Return every line of the entries below verbatim, changing nothing.

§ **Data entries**
Begin

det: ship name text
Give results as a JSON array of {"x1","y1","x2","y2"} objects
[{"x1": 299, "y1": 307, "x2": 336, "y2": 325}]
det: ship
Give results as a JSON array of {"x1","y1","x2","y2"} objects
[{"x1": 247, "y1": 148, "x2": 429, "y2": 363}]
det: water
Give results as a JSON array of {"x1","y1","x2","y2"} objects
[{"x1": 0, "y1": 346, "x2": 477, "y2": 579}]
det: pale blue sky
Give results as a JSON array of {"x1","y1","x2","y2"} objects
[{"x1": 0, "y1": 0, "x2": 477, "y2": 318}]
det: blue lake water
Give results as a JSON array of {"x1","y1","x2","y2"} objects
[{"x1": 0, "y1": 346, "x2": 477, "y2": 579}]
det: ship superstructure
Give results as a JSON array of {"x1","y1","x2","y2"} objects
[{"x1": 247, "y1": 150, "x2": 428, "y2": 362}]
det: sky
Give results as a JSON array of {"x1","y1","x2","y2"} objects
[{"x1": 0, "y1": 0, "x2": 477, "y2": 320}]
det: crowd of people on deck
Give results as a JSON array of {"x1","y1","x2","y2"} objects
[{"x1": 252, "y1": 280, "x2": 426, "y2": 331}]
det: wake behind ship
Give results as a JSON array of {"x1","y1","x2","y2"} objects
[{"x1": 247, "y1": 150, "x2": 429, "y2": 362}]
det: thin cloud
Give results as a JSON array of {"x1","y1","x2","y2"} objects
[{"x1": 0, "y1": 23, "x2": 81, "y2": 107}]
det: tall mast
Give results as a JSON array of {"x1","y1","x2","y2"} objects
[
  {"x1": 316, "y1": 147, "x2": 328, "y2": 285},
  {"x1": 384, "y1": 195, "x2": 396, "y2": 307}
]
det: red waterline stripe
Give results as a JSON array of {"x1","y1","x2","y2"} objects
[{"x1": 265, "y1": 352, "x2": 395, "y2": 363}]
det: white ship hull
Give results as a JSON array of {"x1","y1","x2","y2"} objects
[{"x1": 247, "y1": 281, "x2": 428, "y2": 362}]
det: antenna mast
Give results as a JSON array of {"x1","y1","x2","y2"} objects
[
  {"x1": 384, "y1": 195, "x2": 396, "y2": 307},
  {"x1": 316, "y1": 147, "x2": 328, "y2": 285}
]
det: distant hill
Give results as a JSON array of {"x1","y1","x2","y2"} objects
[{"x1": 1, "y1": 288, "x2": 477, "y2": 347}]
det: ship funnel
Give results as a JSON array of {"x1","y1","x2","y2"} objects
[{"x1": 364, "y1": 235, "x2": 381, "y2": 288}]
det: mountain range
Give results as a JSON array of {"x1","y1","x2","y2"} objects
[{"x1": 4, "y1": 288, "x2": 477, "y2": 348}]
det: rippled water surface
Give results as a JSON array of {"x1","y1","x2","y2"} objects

End

§ **The result**
det: ship name text
Give results as a JSON array of {"x1","y1","x2","y2"} objects
[{"x1": 299, "y1": 307, "x2": 336, "y2": 325}]
det: ship
Give results as a JSON array of {"x1","y1","x2","y2"} objects
[{"x1": 247, "y1": 148, "x2": 429, "y2": 363}]
det: water
Give results as a JSON array of {"x1","y1","x2","y2"} objects
[{"x1": 0, "y1": 346, "x2": 477, "y2": 579}]
det: pale blue sky
Give results as a JSON array of {"x1","y1","x2","y2"} objects
[{"x1": 0, "y1": 0, "x2": 477, "y2": 318}]
det: blue lake water
Give results as a JSON array of {"x1","y1","x2","y2"} objects
[{"x1": 0, "y1": 346, "x2": 477, "y2": 579}]
det: ship superstructure
Give results as a JSON array of {"x1","y1","x2","y2"} objects
[{"x1": 247, "y1": 150, "x2": 428, "y2": 362}]
det: sky
Give results as a JSON array of {"x1","y1","x2","y2"} objects
[{"x1": 0, "y1": 0, "x2": 477, "y2": 320}]
det: crowd of people on deck
Give results as a JSON array of {"x1","y1","x2","y2"} objects
[{"x1": 252, "y1": 280, "x2": 426, "y2": 331}]
det: wake behind ship
Give results as a JSON array of {"x1","y1","x2","y2"} objects
[{"x1": 247, "y1": 150, "x2": 429, "y2": 362}]
det: thin cloud
Give results as a JSON array of {"x1","y1","x2","y2"} objects
[{"x1": 0, "y1": 23, "x2": 81, "y2": 107}]
det: tall mast
Give results as a JSON array of {"x1","y1","x2","y2"} objects
[
  {"x1": 316, "y1": 147, "x2": 328, "y2": 285},
  {"x1": 384, "y1": 195, "x2": 396, "y2": 307}
]
det: red waterline stripe
Give results as a JSON array of {"x1","y1","x2","y2"} objects
[{"x1": 265, "y1": 352, "x2": 395, "y2": 363}]
det: white ship hull
Give results as a JSON array of {"x1","y1","x2","y2"} objects
[{"x1": 247, "y1": 281, "x2": 428, "y2": 362}]
det: antenna mast
Give results as a JSON array of {"x1","y1","x2","y2"} objects
[
  {"x1": 384, "y1": 195, "x2": 396, "y2": 307},
  {"x1": 316, "y1": 147, "x2": 328, "y2": 285}
]
det: distant hill
Give results as a JSON array of {"x1","y1","x2","y2"} objects
[{"x1": 1, "y1": 288, "x2": 477, "y2": 347}]
det: ship funnel
Give results as a JSON array of {"x1","y1","x2","y2"} objects
[{"x1": 364, "y1": 235, "x2": 381, "y2": 288}]
det: mountain range
Give results as a JSON array of {"x1","y1","x2","y2"} objects
[{"x1": 4, "y1": 288, "x2": 477, "y2": 348}]
det: rippled water surface
Give results as a JSON array of {"x1","y1","x2","y2"} objects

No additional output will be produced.